Given passage:

________________________

Personal information
- Full name: Samuel Fletcher
- Date of birth: 1890
- Place of birth: Manchester, England
- Date of death: 22 January 1972 (aged 81–82)
- Place of death: Cranston, Rhode Island, U.S.
- Position: Full back

Senior career*
- Years: Team / Apps / (Gls)
- 1911: Independent Labour
- 1912: Hamilton Lancashire
- 0000–1914: Niagara Falls Rangers
- 1914–1921: Bethlehem Steel
- 1921–1923: Harrison S.C. / 20 / (1)
- 1923–1924: Newark Skeeters / 23 / (0)
- 1924–1928: Providence F.C. / 45 / (0)
- 1928–1929: → Providence Gold Bugs / 2 / (0)

Managerial career
- 1924–1928: Providence F.C.
- 1925–1945: Brown University

= Sam Fletcher (footballer) =

English footballer (1890–1972)

Sam Fletcher (1890 – 22 January 1972) was an English footballer who played as a full back in England, Canada and the United States. He later coached the Brown University soccer team.

==Player==
Fletcher began his career in England, playing in the Manchester and District League. The League was experiencing difficulties which led to its suspending operations in 1912. Before that happened, Fletcher left England and emigrated to Canada in 1910. He settled in Hamilton, Ontario where he played for several teams including the Independent Labour Party Team and Hamilton Lancashire. At some point, he moved to the Niagara Falls Rangers which went to the semifinals of the 1914 National Challenge Cup.

________________________

Supplied entries:
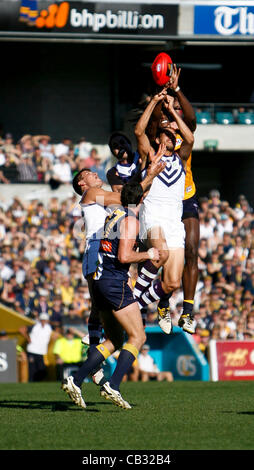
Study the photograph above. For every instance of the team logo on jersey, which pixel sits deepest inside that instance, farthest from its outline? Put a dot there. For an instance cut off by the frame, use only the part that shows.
(106, 246)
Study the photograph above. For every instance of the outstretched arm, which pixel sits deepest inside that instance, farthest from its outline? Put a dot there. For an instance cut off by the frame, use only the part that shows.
(186, 107)
(187, 135)
(143, 143)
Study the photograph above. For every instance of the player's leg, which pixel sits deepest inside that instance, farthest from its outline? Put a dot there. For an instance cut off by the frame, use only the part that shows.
(190, 273)
(148, 288)
(94, 331)
(94, 322)
(130, 320)
(171, 280)
(148, 270)
(72, 384)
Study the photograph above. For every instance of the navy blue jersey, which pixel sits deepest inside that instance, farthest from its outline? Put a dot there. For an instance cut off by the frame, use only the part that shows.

________________________

Parts of the exercise:
A. Please set down the Sam Fletcher biography word for word, everything from "- 1928–1929: →" down to "National Challenge Cup.".
B. Resume the Sam Fletcher biography, picking up after its final sentence.
None of the entries above matter here.

Task-by-task outputs:
A.
- 1928–1929: → Providence Gold Bugs / 2 / (0)

Managerial career
- 1924–1928: Providence F.C.
- 1925–1945: Brown University

= Sam Fletcher (footballer) =

English footballer (1890–1972)

Sam Fletcher (1890 – 22 January 1972) was an English footballer who played as a full back in England, Canada and the United States. He later coached the Brown University soccer team.

==Player==
Fletcher began his career in England, playing in the Manchester and District League. The League was experiencing difficulties which led to its suspending operations in 1912. Before that happened, Fletcher left England and emigrated to Canada in 1910. He settled in Hamilton, Ontario where he played for several teams including the Independent Labour Party Team and Hamilton Lancashire. At some point, he moved to the Niagara Falls Rangers which went to the semifinals of the 1914 National Challenge Cup.

B.
In October 1914, he signed with Bethlehem Steel, a powerhouse team playing in the Allied American Foot Ball League. He remained with Bethlehem for seven seasons. During those years, Fletcher and Jock Ferguson anchored the Steelmen defense, taking the team to six league titles, four National Challenge Cups and four American Cups. In 1921, Fletcher left Bethlehem with the establishment of the first American Soccer League. He signed with Harrison S.C. and spent two seasons with the team before moving to the Newark Skeeters for the 1923–24 season. In 1924, he became the player-coach of the expansion Providence F.C. In 1928, the team was renamed the Gold Bugs under new ownership. Fletcher played two games that season, then retired.

==Coach==
In July 1924, Fletcher was hired to coach the newly established Providence F.C. He headed the team for at least four seasons. In 1925, he added duties coaching the Brown University soccer team to his professional responsibilities. He held that position until Joe Kennaway replaced him in 1946.

In addition to playing and coaching, Fletcher was also the ASL secretary in the early 1930s.